Selected passage:

____________________

According to the LA Times provisions of SB 743 will (in bold):
–Remove parking and aesthetics standards as grounds for legal challenges against developments in urban infill areas near transit stops.
Among the assets being “gifted” to the arena deal are the city’s parking garages and meters, which currently generate about $9 million a year for the general fund. The city has proposed diverting all of the city parking revenues to pay the arena bond payments. This will blow a $9 million annual hole in the general fund.
City staff assigned zero value to the 3,700 parking garage spaces the city is giving to the developers, nearly 50 percent of all city-owned garage spaces. The garage spots actually have a fair market value of $58 million, based on the city’s own 2012 parking valuation study.
–Modernize the statewide measurements against which traffic impacts are assessed and resolved, allowing developers to offset the impacts by building near mass transit stations.
Not true. Steinberg’s CEQA exemption bill would allow arena construction to go ahead even with existing traffic backups in this part of downtown, and anticipated significant traffic impacts due to the arena. Then taxpayers will be on the hook when Caltrans decides to send a bill of $100 million-plus for freeway improvements — after arena construction is already underway.

____________________

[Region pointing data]
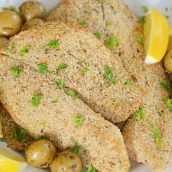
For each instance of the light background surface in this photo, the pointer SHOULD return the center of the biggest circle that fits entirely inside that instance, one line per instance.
(136, 7)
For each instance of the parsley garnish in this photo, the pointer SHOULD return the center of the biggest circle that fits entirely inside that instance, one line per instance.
(140, 114)
(42, 68)
(108, 75)
(60, 84)
(36, 99)
(156, 133)
(83, 22)
(145, 9)
(168, 102)
(165, 85)
(71, 93)
(61, 66)
(78, 121)
(91, 169)
(19, 134)
(24, 50)
(98, 35)
(111, 42)
(15, 71)
(54, 44)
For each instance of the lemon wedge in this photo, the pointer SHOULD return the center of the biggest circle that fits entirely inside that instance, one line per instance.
(156, 36)
(11, 162)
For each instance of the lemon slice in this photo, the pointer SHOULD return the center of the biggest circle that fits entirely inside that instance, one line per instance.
(156, 36)
(11, 162)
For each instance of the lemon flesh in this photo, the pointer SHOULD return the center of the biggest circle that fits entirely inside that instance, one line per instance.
(156, 36)
(10, 162)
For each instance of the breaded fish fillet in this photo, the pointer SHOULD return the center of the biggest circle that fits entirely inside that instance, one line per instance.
(61, 118)
(148, 133)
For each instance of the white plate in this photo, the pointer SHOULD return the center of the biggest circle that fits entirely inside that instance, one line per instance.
(136, 6)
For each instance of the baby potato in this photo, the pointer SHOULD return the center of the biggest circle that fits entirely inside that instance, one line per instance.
(32, 9)
(32, 23)
(168, 61)
(40, 153)
(10, 23)
(66, 162)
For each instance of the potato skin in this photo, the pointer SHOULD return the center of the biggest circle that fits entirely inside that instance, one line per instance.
(66, 162)
(32, 9)
(40, 153)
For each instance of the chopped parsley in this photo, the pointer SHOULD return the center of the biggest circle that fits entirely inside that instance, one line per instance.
(90, 169)
(71, 93)
(42, 68)
(140, 114)
(54, 44)
(19, 134)
(98, 35)
(142, 19)
(36, 99)
(145, 9)
(60, 84)
(111, 42)
(61, 66)
(78, 121)
(128, 83)
(165, 85)
(140, 39)
(108, 75)
(156, 133)
(24, 50)
(168, 102)
(83, 22)
(15, 71)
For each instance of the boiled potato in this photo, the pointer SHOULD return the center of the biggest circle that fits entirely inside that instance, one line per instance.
(168, 61)
(32, 9)
(32, 23)
(66, 162)
(3, 41)
(40, 153)
(10, 23)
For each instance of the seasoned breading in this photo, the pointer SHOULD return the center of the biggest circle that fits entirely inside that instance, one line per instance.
(113, 17)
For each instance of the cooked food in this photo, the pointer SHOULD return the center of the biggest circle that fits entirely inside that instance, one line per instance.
(150, 126)
(16, 137)
(32, 9)
(40, 153)
(66, 162)
(3, 41)
(43, 109)
(10, 23)
(32, 23)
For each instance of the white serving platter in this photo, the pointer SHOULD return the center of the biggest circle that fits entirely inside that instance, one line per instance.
(136, 6)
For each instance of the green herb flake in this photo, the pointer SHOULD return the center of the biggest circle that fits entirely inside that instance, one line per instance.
(145, 9)
(15, 71)
(19, 134)
(108, 75)
(60, 84)
(140, 40)
(71, 93)
(54, 44)
(111, 42)
(168, 102)
(165, 85)
(36, 99)
(156, 133)
(98, 35)
(42, 68)
(91, 169)
(140, 114)
(78, 121)
(24, 50)
(142, 19)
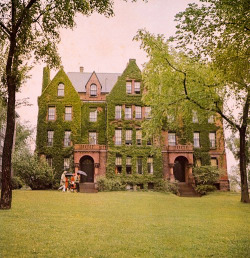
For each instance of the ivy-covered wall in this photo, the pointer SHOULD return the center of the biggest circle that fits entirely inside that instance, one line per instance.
(49, 98)
(118, 96)
(99, 126)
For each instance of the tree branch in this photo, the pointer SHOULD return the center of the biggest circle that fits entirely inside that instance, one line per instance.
(24, 12)
(5, 29)
(217, 110)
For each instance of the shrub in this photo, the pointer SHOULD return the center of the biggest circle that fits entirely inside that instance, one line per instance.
(205, 178)
(110, 184)
(16, 182)
(34, 172)
(164, 185)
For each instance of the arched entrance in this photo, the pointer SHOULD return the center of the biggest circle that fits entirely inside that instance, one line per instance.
(87, 165)
(180, 164)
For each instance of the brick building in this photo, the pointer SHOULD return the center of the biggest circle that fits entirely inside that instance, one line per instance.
(93, 122)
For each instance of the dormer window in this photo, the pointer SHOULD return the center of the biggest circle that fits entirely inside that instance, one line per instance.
(93, 90)
(129, 87)
(60, 90)
(137, 87)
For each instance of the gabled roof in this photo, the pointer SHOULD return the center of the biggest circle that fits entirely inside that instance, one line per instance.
(79, 80)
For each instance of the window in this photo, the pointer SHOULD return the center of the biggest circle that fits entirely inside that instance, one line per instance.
(198, 162)
(92, 138)
(52, 113)
(195, 117)
(118, 137)
(93, 90)
(137, 112)
(128, 165)
(93, 115)
(66, 163)
(197, 140)
(49, 161)
(171, 139)
(214, 162)
(137, 87)
(129, 87)
(67, 138)
(212, 140)
(1, 161)
(3, 129)
(118, 112)
(149, 141)
(170, 118)
(1, 143)
(118, 164)
(138, 137)
(68, 113)
(150, 165)
(147, 112)
(128, 137)
(128, 113)
(139, 165)
(50, 138)
(211, 119)
(60, 90)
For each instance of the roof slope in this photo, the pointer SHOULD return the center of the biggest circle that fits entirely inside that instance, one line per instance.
(79, 80)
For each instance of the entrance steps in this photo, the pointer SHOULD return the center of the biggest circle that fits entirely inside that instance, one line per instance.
(88, 188)
(187, 190)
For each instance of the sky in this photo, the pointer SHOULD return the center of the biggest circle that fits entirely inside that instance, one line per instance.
(103, 44)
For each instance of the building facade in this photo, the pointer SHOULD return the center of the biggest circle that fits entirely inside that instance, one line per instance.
(93, 122)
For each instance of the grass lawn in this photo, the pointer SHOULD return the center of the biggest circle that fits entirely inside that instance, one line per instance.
(124, 224)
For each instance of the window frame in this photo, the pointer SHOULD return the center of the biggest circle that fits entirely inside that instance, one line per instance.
(66, 160)
(93, 137)
(196, 140)
(138, 137)
(212, 141)
(118, 112)
(136, 83)
(138, 112)
(93, 92)
(150, 165)
(68, 115)
(93, 115)
(51, 116)
(118, 137)
(118, 164)
(67, 139)
(127, 108)
(129, 87)
(61, 91)
(128, 136)
(171, 136)
(139, 169)
(50, 138)
(129, 165)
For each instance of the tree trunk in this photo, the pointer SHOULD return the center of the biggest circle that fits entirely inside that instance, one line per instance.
(6, 192)
(243, 166)
(11, 76)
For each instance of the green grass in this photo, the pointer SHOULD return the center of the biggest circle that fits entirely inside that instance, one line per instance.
(124, 224)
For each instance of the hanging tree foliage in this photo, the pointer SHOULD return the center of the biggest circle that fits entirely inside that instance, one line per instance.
(211, 70)
(30, 28)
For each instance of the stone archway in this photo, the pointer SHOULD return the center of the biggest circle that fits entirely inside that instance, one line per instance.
(87, 165)
(180, 168)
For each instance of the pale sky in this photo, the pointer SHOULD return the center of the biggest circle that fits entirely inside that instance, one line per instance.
(105, 44)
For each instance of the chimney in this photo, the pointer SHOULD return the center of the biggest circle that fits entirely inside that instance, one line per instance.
(46, 77)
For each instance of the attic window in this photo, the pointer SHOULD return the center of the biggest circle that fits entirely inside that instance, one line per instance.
(60, 90)
(137, 87)
(93, 90)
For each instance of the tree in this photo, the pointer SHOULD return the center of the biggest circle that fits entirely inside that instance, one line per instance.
(30, 28)
(214, 39)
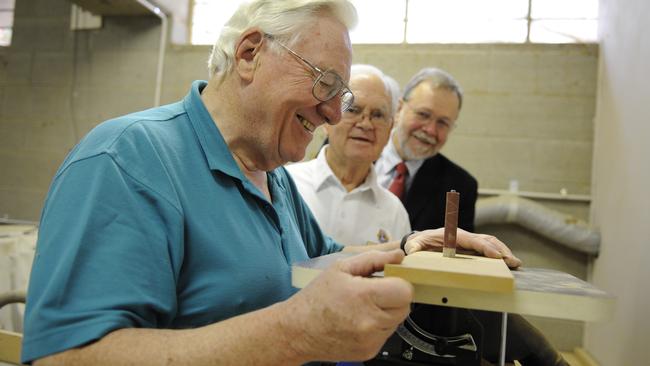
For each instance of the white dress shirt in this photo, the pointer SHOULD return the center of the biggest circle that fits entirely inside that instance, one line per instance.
(368, 213)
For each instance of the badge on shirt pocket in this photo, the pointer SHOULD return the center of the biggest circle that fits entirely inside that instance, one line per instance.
(382, 236)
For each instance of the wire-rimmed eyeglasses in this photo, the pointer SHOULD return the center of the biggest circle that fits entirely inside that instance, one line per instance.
(327, 84)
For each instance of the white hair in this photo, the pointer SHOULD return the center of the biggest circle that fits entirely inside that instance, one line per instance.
(437, 78)
(391, 86)
(284, 19)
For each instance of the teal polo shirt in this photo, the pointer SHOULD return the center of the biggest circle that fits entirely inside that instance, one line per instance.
(150, 223)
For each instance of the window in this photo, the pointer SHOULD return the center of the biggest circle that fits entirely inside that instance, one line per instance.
(6, 21)
(442, 21)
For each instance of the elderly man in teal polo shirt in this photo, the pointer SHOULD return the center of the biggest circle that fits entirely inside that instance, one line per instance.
(168, 235)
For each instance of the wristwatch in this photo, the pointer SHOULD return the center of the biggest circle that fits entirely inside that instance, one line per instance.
(402, 244)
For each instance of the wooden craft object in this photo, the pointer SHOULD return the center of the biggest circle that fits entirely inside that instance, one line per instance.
(461, 271)
(538, 291)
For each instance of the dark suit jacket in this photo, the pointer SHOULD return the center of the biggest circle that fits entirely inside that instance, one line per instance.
(425, 199)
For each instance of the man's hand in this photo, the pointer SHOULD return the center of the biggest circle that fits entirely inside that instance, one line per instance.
(344, 316)
(487, 245)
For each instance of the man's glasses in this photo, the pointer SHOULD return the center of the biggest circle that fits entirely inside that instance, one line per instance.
(426, 117)
(376, 116)
(327, 85)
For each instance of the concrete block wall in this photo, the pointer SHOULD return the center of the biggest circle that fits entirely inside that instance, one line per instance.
(527, 115)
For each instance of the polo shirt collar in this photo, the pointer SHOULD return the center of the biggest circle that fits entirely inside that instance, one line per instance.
(212, 143)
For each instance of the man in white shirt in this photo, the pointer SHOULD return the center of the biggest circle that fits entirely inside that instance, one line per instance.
(340, 185)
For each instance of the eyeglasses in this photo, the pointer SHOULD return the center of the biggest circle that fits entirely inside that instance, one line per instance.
(355, 113)
(426, 117)
(327, 85)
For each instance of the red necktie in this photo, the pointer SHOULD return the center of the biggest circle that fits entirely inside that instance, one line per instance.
(399, 181)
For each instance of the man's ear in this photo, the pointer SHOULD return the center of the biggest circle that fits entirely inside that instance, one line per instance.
(247, 53)
(400, 105)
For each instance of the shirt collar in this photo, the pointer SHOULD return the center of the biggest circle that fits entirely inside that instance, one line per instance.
(323, 175)
(212, 143)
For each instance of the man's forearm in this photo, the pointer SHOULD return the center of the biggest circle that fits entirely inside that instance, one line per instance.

____________________

Actions to take:
**1.** According to the excerpt on SB 743 and the arena deal, how many parking garage spaces is the city giving to the developers?
**2.** Render this sentence from the excerpt on SB 743 and the arena deal in Spanish: "This will blow a $9 million annual hole in the general fund."
**3.** Extend the excerpt on SB 743 and the arena deal by writing what comes next after its final sentence.
The data have no connection to the text.

Numbered answers:
**1.** 3,700 spaces, nearly 50 percent of all city-owned garage spaces.

**2.** Esto abrirá un agujero anual de 9 millones de dólares en el fondo general.

**3.**
–Expand an exemption from CEQA litigation for mixed residential/commercial projects located within transit priority areas where a full environmental impact review has already been completed.
For the Sacramento arena project, the bill prevents certain lawsuits stopping the project unless a judge finds a danger to public health and safety, and allows the government to force the sale of properties through eminent domain concurrently with the environmental review process.
Even if there are violations to the CEQA laws, mitigation doesn’t have to be addressed until the end of the first basketball season with an official NBA team actually playing in the arena.
“This bill sets a terrible precedent by eliminating any realistic chance of halting construction if the arena is approved illegally,” Kevin Bundy, Senior Attorney with the Center for Biological Diversity, said in a press statement, in a story I recently wrote. “This is a wink and a nod to public officials that they can ignore California’s most important environmental law with impunity.”
The truth is the City of Sacramento is giving assets to the arena developers, which city officials say have a value of $46 million. However, Eye on Sacramento, a public policy watchdog group, estimated the real value of these assets is at least $139 million, making the total taxpayer subsidy $350 million — not the $257 million as represented by the city.
Another area of substantial discrepancy is between the subsidy numbers provided by the city and EOS’s subsidy calculations.
City staff also assigned zero value to the six digital billboard sites the city is giving away as part of the arena deal. But EOS found the sites are worth $18 million based on values established in a deal the city cut with Clear Channel Outboard just last year.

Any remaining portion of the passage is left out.